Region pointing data

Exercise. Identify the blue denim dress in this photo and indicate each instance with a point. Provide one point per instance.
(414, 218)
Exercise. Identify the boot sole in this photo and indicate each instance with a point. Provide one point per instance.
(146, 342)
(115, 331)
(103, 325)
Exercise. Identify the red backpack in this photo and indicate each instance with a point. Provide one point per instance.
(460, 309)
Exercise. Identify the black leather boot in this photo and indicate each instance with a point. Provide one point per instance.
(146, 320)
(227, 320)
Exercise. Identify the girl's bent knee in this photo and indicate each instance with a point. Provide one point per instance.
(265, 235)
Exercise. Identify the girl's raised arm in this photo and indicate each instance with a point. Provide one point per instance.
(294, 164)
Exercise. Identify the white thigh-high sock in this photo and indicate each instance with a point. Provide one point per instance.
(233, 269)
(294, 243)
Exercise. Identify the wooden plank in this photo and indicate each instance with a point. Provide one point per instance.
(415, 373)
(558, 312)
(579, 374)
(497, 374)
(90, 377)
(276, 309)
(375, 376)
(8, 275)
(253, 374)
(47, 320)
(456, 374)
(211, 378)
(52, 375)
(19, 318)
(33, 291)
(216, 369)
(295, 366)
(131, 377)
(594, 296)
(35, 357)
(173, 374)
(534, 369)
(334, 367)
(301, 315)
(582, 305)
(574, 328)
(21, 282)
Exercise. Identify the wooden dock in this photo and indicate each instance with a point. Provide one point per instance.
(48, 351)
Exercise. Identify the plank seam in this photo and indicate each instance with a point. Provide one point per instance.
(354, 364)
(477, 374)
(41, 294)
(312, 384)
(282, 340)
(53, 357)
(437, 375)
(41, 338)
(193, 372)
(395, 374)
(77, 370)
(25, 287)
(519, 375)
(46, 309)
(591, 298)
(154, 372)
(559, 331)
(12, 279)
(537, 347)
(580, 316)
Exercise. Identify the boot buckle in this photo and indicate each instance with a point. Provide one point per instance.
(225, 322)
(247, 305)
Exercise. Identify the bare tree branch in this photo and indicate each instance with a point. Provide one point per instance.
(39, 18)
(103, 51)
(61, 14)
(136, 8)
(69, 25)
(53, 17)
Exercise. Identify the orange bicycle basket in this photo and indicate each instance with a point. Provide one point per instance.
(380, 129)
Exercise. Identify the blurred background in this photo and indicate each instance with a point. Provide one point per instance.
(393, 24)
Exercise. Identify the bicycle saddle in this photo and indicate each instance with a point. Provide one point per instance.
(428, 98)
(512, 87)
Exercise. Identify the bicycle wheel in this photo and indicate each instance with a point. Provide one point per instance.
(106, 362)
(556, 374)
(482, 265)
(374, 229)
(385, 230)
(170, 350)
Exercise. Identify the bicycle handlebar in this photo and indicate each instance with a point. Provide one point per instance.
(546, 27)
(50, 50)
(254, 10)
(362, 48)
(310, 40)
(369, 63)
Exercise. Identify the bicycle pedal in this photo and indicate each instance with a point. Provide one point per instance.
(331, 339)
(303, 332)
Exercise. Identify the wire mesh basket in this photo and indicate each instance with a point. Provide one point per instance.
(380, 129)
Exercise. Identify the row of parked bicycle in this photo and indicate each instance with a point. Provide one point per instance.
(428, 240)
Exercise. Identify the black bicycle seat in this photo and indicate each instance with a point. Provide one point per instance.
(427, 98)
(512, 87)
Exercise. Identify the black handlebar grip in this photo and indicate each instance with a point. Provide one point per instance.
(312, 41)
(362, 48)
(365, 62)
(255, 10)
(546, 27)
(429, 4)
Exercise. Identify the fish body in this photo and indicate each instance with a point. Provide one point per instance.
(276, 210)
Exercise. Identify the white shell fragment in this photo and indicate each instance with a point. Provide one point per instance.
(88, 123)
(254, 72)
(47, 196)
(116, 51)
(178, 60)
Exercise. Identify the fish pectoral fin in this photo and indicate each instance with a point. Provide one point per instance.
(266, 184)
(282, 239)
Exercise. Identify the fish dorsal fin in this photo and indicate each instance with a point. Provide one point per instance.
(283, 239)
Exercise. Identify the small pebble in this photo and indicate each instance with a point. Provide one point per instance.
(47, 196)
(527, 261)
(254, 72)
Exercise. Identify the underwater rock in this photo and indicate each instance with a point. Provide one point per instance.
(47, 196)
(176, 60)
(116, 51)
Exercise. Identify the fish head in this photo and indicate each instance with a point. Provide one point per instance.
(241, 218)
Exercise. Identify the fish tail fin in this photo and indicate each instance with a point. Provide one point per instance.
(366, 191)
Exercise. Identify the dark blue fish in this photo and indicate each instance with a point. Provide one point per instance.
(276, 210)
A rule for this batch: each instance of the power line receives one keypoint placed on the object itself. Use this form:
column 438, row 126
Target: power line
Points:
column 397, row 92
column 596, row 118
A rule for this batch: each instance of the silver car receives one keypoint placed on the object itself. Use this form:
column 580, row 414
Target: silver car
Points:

■ **Exercise requirements**
No line may be left out; the records are to be transcribed in full.

■ **Written response**
Exercise. Identify the blue denim dress in this photo and indicate each instance with a point. Provide one point per instance.
(414, 218)
Exercise. Identify the boot sole in this photo and indicate each instance with a point. Provide one point per instance.
(146, 342)
(115, 331)
(103, 325)
Exercise. Identify the red backpack in this photo and indicate each instance with a point. Provide one point per instance.
(460, 309)
Exercise. Identify the black leather boot in this photo and indicate each instance with a point. Provide one point per instance.
(146, 320)
(227, 320)
Exercise. Identify the girl's bent knee in this photo and indicate each instance with a point. Provide one point per instance.
(265, 235)
Exercise. Identify the girl's raised arm in this photo and indicate each instance with a point. Provide one point per instance.
(294, 164)
Exercise. Identify the white thigh-high sock in this photo and indicate each instance with a point. Provide one point per instance.
(233, 269)
(294, 243)
Exercise. Identify the wooden plank in this photo and indicate each instance with a point. Provide one point per instance.
(415, 373)
(558, 312)
(579, 374)
(497, 374)
(90, 377)
(276, 309)
(375, 376)
(8, 275)
(253, 374)
(47, 320)
(456, 374)
(211, 378)
(52, 375)
(19, 318)
(33, 291)
(216, 369)
(295, 366)
(131, 377)
(594, 296)
(35, 357)
(173, 374)
(534, 369)
(334, 367)
(301, 315)
(582, 305)
(574, 328)
(21, 282)
Exercise. Identify the wooden dock in this photo and indicate each instance with a point. Provide one point per instance.
(48, 351)
Exercise. Identify the plank seam in this photo and indicate each instance with a point. Provide one point per instance.
(354, 364)
(477, 374)
(41, 294)
(312, 384)
(282, 340)
(53, 357)
(437, 375)
(41, 338)
(193, 372)
(395, 374)
(77, 370)
(25, 287)
(519, 375)
(46, 309)
(591, 298)
(154, 372)
(559, 331)
(12, 279)
(537, 347)
(580, 316)
Exercise. Identify the boot buckle in this photo and indicate each instance with a point. Provide one point per instance.
(225, 322)
(247, 305)
Exercise. Identify the bare tree branch in this photo and indicate each instance with a point. Provide one point per instance.
(39, 18)
(103, 51)
(61, 14)
(136, 8)
(69, 25)
(53, 17)
Exercise. Identify the orange bicycle basket in this photo and indicate each instance with a point. Provide one point per instance.
(380, 129)
Exercise. Identify the blurred background in this photo and indicate each instance with a point. Provide one point per instance.
(393, 24)
Exercise. Identify the bicycle saddle in this photo and indicate each instance with a point. Provide one point per instance.
(428, 98)
(512, 87)
Exercise. Identify the bicycle wheel in this photo and indicate each instance with a point. Provide one point per instance.
(106, 362)
(556, 374)
(482, 265)
(374, 229)
(385, 230)
(170, 350)
Exercise. Identify the bicycle handlebar in this photo and indicate each instance with a point. Provide one point per instance.
(546, 27)
(50, 50)
(254, 10)
(362, 48)
(310, 40)
(369, 63)
Exercise. Identify the bicycle pedal in this photo and indicate each instance with a point. Provide one point per instance.
(331, 339)
(303, 332)
Exercise. Identify the wire mesh basket in this photo and indicate each instance with a point. Provide one point per instance.
(380, 129)
Exercise. Identify the row of parked bicycle in this photo and indicate each instance with a point. Provide one point per instance.
(428, 240)
Exercise. Identify the black bicycle seat in this photo and indicate each instance with a point. Provide one point per instance.
(427, 98)
(512, 87)
Exercise. Identify the black handlebar grip in this photo and indicate each instance with a point. Provide one point per instance.
(312, 41)
(362, 48)
(365, 62)
(255, 10)
(546, 27)
(429, 4)
Exercise. Identify the fish body in this photo and indicate each instance with a point. Provide one point per instance.
(276, 210)
Exercise. Identify the white shell fragment in this photo and indicate each instance with a point. Provide one point per instance.
(88, 123)
(254, 72)
(47, 196)
(116, 51)
(178, 60)
Exercise. Identify the fish pectoral fin in this photo and indicate each instance with a point. Provide one point per instance.
(266, 184)
(282, 239)
Exercise. Identify the fish dorsal fin in this photo and indicate each instance with a point. Provide one point per instance.
(283, 239)
Exercise. Identify the small pebble in this photo and indicate each instance with a point. Provide one point per instance.
(47, 196)
(527, 261)
(254, 72)
Exercise. Identify the underwater rock in this photo and indicate each instance with a point. Provide one point per instance.
(47, 196)
(176, 60)
(116, 51)
Exercise. Identify the fish head in this photo and indicate each instance with a point. Provide one point per instance.
(241, 218)
Exercise. Identify the fish tail fin in this photo and indicate each instance with a point. Provide one point per instance.
(366, 191)
Exercise. Identify the dark blue fish in this photo and indicate each instance with a point. Provide one point per instance.
(276, 210)
A rule for this batch: each instance of the power line receives one keypoint placed on the object itself. Use this form:
column 438, row 126
Target: power line
Points:
column 397, row 92
column 596, row 118
A rule for this batch: each instance of the silver car receives one keypoint placed on the object itself. Use this form:
column 580, row 414
Target: silver car
Points:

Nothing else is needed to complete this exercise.